Texte du document
########################################

Toujours coriace pour comprendre le pourquoi du béguin immédiat, j’ai visionné deux fois en une semaine Call Me By Your Name de Luca Guadagnino. La seconde fois j’y ai vu les critiques de ses détracteurs : trop long ce parcours amoureux, trop aimant cette famille tolérante, trop improbable cet écart d’âge et cette scène avec la pêche, trop irréaliste de long en large. Voir le trop n’est pas l’admettre face aux détracteurs. Le coeur a ses raisons que la raison ignore. Cette phrase bidon que le premier amour vous a sorti un jour n’a jamais été aussi vraie. J’ignore pourquoi ça marche sur certains, ça échoue sur d’ autres, ainsi va la vie cinéphile.

Le « ça marche » est faible, à côté de la plaque même. Call Me By Your Name  est à classer de loin dans la catégorie « les films de ma vie ». A la superbe photographie du Thaïlandais Sayombhu Mukdeeprom s’y accorde l’adaptation du roman d’André Ciman par James Ivory et la caméra de Luca Guadagnino, imprégnée de l’élégance d’un cinéma italien perdu et des parties de campagne et plus si affinités du très français Rohmer, fait TOUT le reste. Ce « reste » ne serait pas grand chose effectivement sans l’extrême qualité des deux acteurs qui crèvent l’écran à jeu égal… même si clairement Timothée Chalamet, nouvelle coqueluche du moment, vole de peu la vedette au grand Armie Hammer, repéré dans l'excellent Social Network de David Fincher. Tous les deux se partagent leur premier grand rôle de cinéma. Le partage d’une partition a priori triplement difficile : l’amour, le premier, entre deux hommes au début des années 80.

########################################

Entrées de données
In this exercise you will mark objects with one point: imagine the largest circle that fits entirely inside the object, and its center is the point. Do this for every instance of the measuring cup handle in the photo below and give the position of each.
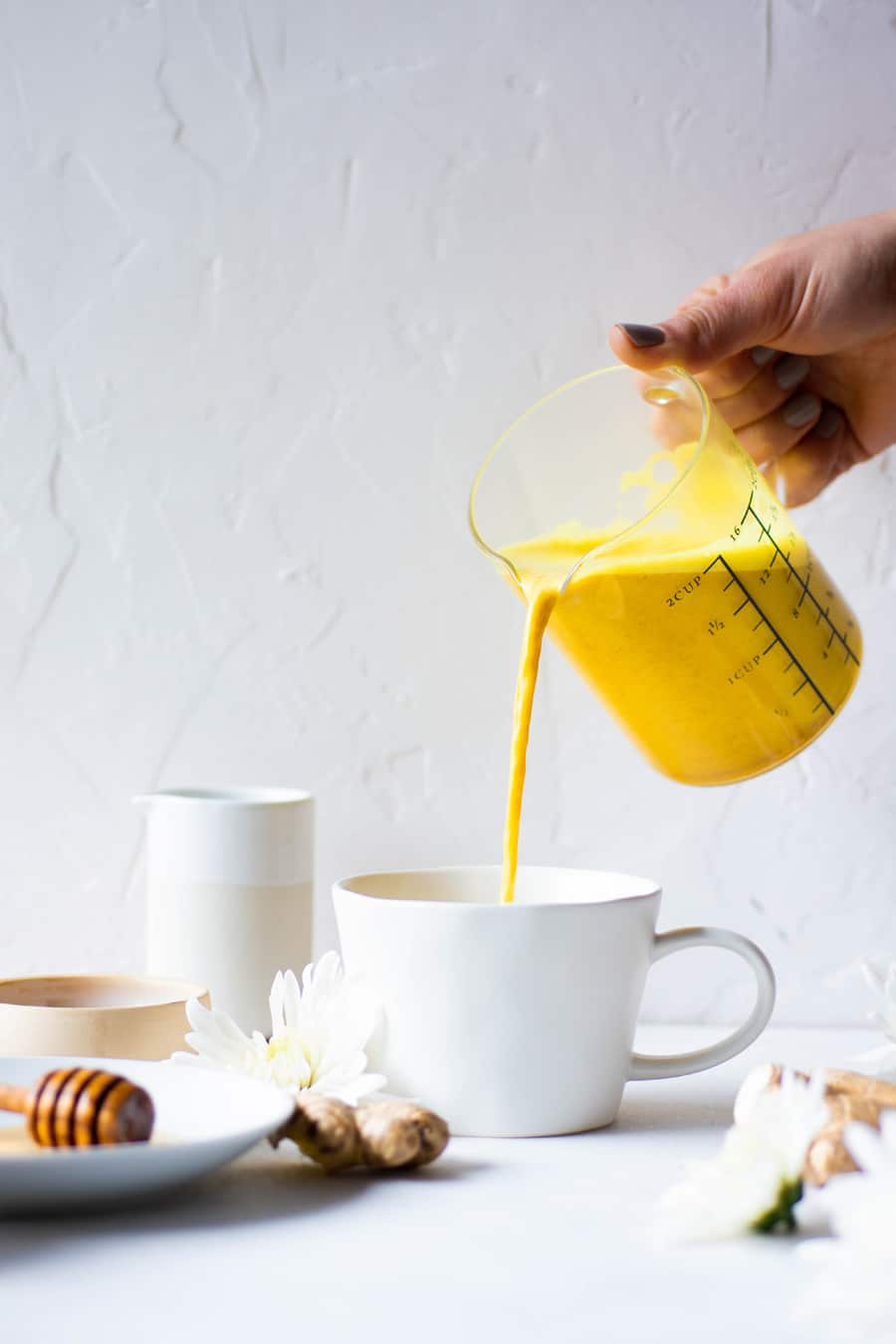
(673, 1066)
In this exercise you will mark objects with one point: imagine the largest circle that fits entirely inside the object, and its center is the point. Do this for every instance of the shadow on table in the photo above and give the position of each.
(261, 1187)
(672, 1113)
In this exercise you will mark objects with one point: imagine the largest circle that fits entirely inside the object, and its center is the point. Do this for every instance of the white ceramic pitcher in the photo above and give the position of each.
(229, 891)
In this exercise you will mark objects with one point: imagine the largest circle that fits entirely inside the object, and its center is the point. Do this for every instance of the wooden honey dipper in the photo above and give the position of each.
(81, 1108)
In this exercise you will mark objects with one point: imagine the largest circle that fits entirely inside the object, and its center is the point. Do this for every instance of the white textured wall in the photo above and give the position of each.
(272, 279)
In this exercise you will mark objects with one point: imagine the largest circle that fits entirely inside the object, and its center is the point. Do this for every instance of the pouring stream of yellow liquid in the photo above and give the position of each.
(718, 665)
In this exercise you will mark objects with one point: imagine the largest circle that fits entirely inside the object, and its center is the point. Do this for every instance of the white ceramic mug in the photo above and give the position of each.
(230, 891)
(519, 1018)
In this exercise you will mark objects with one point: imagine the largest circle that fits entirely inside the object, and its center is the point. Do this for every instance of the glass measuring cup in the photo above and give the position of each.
(689, 601)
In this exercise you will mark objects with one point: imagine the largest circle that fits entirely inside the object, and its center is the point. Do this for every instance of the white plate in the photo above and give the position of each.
(203, 1120)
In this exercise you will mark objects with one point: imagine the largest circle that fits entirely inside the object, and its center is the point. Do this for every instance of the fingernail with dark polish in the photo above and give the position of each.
(790, 369)
(800, 410)
(829, 422)
(644, 336)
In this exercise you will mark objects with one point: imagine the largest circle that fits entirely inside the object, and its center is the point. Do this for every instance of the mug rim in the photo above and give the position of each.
(235, 795)
(346, 886)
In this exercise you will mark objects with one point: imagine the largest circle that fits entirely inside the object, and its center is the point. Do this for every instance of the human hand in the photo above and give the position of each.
(796, 349)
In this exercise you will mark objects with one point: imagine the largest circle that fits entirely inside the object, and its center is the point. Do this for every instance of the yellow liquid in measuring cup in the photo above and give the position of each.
(719, 660)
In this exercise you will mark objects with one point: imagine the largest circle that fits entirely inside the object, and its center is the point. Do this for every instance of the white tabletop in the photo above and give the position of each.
(503, 1239)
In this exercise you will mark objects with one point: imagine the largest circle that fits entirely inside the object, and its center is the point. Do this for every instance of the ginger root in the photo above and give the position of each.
(849, 1097)
(385, 1135)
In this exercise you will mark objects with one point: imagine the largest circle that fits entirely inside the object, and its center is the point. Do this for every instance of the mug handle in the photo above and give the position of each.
(673, 1066)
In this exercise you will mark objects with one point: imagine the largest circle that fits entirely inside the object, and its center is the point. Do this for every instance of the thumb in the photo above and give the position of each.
(720, 319)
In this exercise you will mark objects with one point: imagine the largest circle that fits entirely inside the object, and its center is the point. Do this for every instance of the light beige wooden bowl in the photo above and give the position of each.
(115, 1016)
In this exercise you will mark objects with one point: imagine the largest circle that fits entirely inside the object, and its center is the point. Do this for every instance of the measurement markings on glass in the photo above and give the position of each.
(821, 613)
(764, 620)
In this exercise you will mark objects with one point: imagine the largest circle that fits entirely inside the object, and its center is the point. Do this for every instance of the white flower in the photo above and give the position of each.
(854, 1293)
(318, 1040)
(755, 1180)
(881, 982)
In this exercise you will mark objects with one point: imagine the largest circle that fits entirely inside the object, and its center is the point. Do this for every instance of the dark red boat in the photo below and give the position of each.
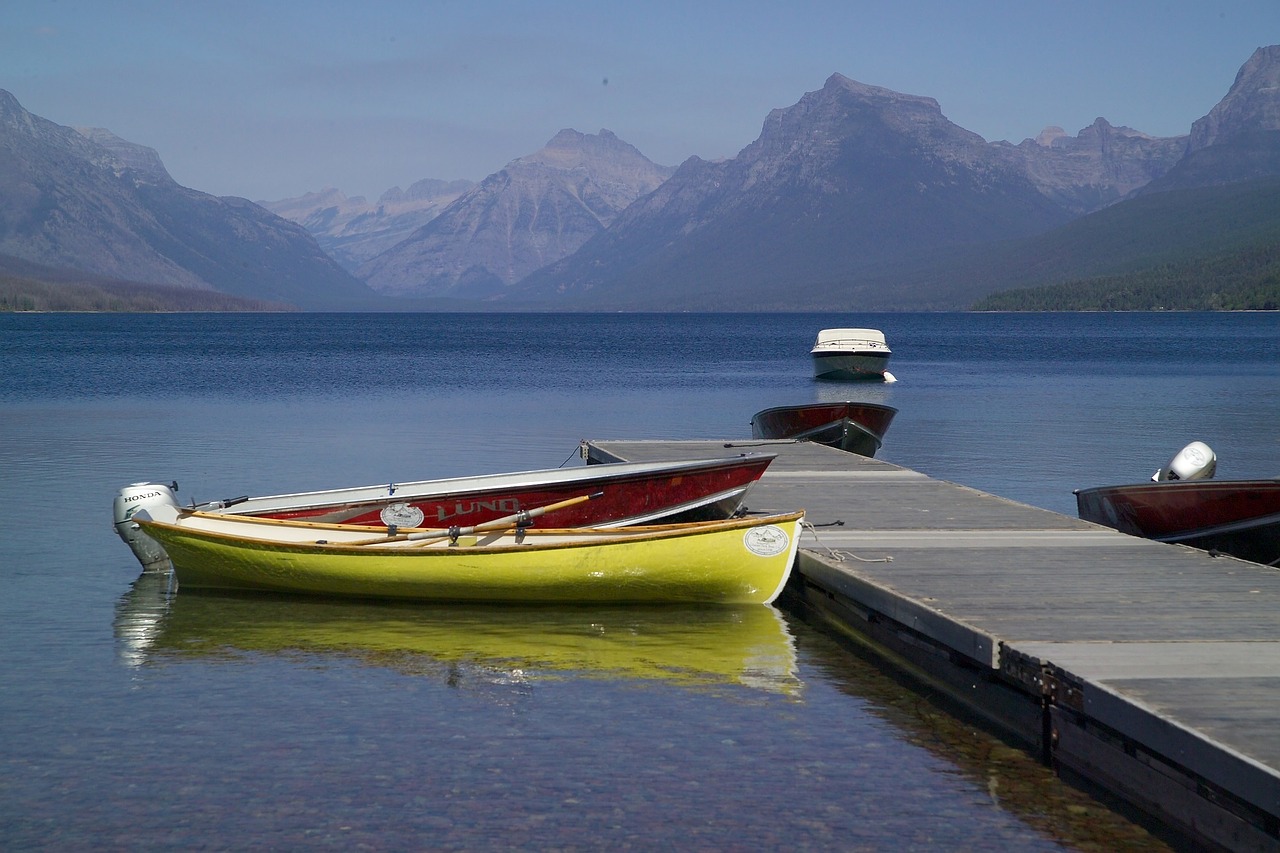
(1240, 518)
(854, 427)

########################################

Vos tâches
A – D'après le texte sur Call Me By Your Name :
(i) Combien de fois le film a-t-il été visionné en une semaine ?
(ii) Quelle est la nationalité de Sayombhu Mukdeeprom, l'auteur de la photographie ?
(iii) Dans quel film de David Fincher Armie Hammer a-t-il été repéré ?
B – Pourquoi, selon le texte sur Call Me By Your Name, la partition partagée par les deux acteurs est-elle « a priori triplement difficile » ?
Les items ne proviennent pas de la même source que le texte.

Corrigé
A –
(i) Deux fois.
(ii) Il est thaïlandais.
(iii) Dans Social Network.

B – Elle réunit trois difficultés. Il s'agit d'une histoire d'amour, c'est un premier amour, et cet amour unit deux hommes au début des années 80.